WRITTEN INSTRUCTION:
Copy each of the items below word for word, leaving out the pictures.
● ● ●
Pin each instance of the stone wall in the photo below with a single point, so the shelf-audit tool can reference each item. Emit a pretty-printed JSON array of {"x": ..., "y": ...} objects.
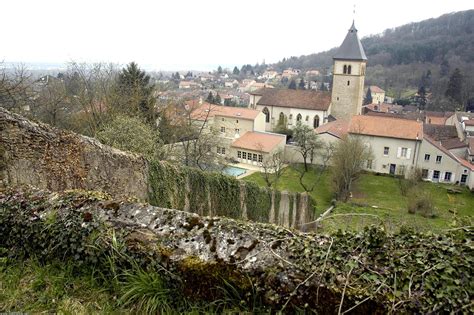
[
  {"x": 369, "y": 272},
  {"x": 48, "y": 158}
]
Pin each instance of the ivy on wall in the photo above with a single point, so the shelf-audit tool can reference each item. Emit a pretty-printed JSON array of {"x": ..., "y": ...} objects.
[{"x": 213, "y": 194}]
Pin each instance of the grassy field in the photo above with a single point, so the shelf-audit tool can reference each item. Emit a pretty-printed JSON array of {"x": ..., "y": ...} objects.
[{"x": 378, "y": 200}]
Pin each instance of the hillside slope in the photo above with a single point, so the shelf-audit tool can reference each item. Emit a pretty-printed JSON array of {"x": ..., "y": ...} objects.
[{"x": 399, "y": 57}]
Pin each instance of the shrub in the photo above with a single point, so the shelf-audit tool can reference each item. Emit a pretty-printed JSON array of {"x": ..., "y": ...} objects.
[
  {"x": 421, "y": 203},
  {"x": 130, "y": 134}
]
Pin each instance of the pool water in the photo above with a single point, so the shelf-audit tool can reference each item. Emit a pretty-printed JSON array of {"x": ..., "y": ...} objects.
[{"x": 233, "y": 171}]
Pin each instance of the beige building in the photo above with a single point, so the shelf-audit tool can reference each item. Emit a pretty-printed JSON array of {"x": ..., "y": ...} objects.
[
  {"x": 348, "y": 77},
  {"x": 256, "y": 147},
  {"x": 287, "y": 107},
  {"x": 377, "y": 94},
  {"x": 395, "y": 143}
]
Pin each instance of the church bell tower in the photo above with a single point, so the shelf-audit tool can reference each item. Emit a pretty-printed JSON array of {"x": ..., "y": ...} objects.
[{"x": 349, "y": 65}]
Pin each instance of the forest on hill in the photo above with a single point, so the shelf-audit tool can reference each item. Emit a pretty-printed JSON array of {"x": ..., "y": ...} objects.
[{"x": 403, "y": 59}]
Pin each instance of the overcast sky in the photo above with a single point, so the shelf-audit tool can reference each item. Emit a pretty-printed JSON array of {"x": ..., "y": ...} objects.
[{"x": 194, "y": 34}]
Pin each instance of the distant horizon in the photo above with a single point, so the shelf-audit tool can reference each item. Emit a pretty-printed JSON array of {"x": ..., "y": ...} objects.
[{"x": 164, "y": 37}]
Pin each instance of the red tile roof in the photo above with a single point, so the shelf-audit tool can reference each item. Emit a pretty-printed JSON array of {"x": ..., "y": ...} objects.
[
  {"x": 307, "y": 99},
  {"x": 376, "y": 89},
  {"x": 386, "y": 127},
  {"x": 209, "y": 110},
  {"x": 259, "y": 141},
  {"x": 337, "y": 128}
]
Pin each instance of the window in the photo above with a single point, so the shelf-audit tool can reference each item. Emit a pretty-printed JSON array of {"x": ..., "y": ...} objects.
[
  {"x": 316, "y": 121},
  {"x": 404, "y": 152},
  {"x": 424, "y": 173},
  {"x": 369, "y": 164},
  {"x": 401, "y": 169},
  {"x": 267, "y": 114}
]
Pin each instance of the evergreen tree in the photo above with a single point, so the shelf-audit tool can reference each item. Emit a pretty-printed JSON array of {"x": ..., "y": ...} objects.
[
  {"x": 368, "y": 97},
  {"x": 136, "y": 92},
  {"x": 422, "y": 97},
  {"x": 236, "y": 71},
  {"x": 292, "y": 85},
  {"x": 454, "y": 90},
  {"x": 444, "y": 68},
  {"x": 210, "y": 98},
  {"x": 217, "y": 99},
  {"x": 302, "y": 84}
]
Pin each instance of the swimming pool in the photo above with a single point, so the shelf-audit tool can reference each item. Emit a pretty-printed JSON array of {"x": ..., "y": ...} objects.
● ● ●
RESPONSE TO THE EXERCISE:
Pin each instance of the stone wall in the photo below with a single point, so the shelf-audit tool can reference each item. Emit a pretty-printed JSON array of {"x": ..., "y": ...} objects.
[
  {"x": 369, "y": 272},
  {"x": 48, "y": 158}
]
Pin each instance of the ivy on wall in the photo above with a single point, so the shelf-audit tool can reference each item. Emit a pretty-printed JSON array of {"x": ..., "y": ...} objects.
[{"x": 213, "y": 194}]
Pin each instance of the grassy field in the photo above with a single point, so the shelf-audit tool can reference each item. Emit a pretty-printed JSON array of {"x": ..., "y": ...} objects.
[{"x": 378, "y": 200}]
Pin each instance of the hillside slope in the photo above with a single point, so the shelf-audit tool can reference each item. Emit a pretty-printed JSON array of {"x": ..., "y": ...} objects.
[{"x": 399, "y": 57}]
Pin each instance of the shrub in the photo above with a single point, so the shelf-audit tool can reference each item. Emit a pretty-printed JSON array of {"x": ..., "y": ...} objects.
[
  {"x": 421, "y": 203},
  {"x": 130, "y": 134}
]
Pin each instance of the pool water in the photo above with a single point, so the shelf-audit tool can reference each item. Emit a pretty-printed JSON array of {"x": ..., "y": ...} objects.
[{"x": 233, "y": 171}]
Pin each instance of the beige building in the photo above with a single point, so the shelf-audit tool can reference each item. Emit a pretty-printed JSON array of {"x": ..., "y": ...} objects.
[
  {"x": 348, "y": 77},
  {"x": 256, "y": 147},
  {"x": 287, "y": 107},
  {"x": 377, "y": 94},
  {"x": 395, "y": 143}
]
Pin each instance of the church bell tower in the photo above with a single point, so the shelf-audit tool can reference each item. Emit a pretty-printed JSON array of {"x": ..., "y": ...} objects.
[{"x": 349, "y": 65}]
Pin each instance of the forest on hill in the photo above with a single point, so the shelf-audit tool can reference each item. Emit a pretty-printed JSON array of {"x": ..., "y": ...} objects.
[{"x": 403, "y": 59}]
Pin each instance of the overcast sky in the photo above with a single point, so the shelf-audit tool can reference each item. Emit a pretty-printed JSON array of {"x": ..., "y": ...} objects.
[{"x": 194, "y": 34}]
Pin each instance of the distant horizon in the photo above with a single point, so the shelf-audit tool can reference each item. Emit a pretty-printed JSON array of {"x": ..., "y": ...} objects.
[{"x": 164, "y": 37}]
Pin each instance of the red tile roof in the photo above with a single point, so the shelf-audit tool can reference each item. Emit a pretty-printed JSON array of {"x": ..., "y": ...} objects.
[
  {"x": 307, "y": 99},
  {"x": 376, "y": 89},
  {"x": 386, "y": 127},
  {"x": 209, "y": 110},
  {"x": 259, "y": 141},
  {"x": 337, "y": 128}
]
Pin each instance of the window in the photo above with a single point, so the shelf-audit tool can reference each item. Emit a pretty-printed JSON array of {"x": ..., "y": ...} objects.
[
  {"x": 316, "y": 121},
  {"x": 404, "y": 152},
  {"x": 424, "y": 173},
  {"x": 369, "y": 164},
  {"x": 401, "y": 169},
  {"x": 267, "y": 114}
]
Pin each instance of the evergreen tree in the photo above with a single point, so the shelf-audit tool can reference each item. Emit a pretty-printed JSON array of {"x": ..., "y": ...} objects.
[
  {"x": 368, "y": 97},
  {"x": 136, "y": 92},
  {"x": 422, "y": 97},
  {"x": 236, "y": 71},
  {"x": 292, "y": 85},
  {"x": 454, "y": 90},
  {"x": 444, "y": 68},
  {"x": 210, "y": 98},
  {"x": 217, "y": 99},
  {"x": 302, "y": 84}
]
Pin each instance of the swimming pool in the photo above with a single point, so the shelf-audit tool can reference each item. Emit a pretty-printed JSON array of {"x": ..., "y": ...} objects.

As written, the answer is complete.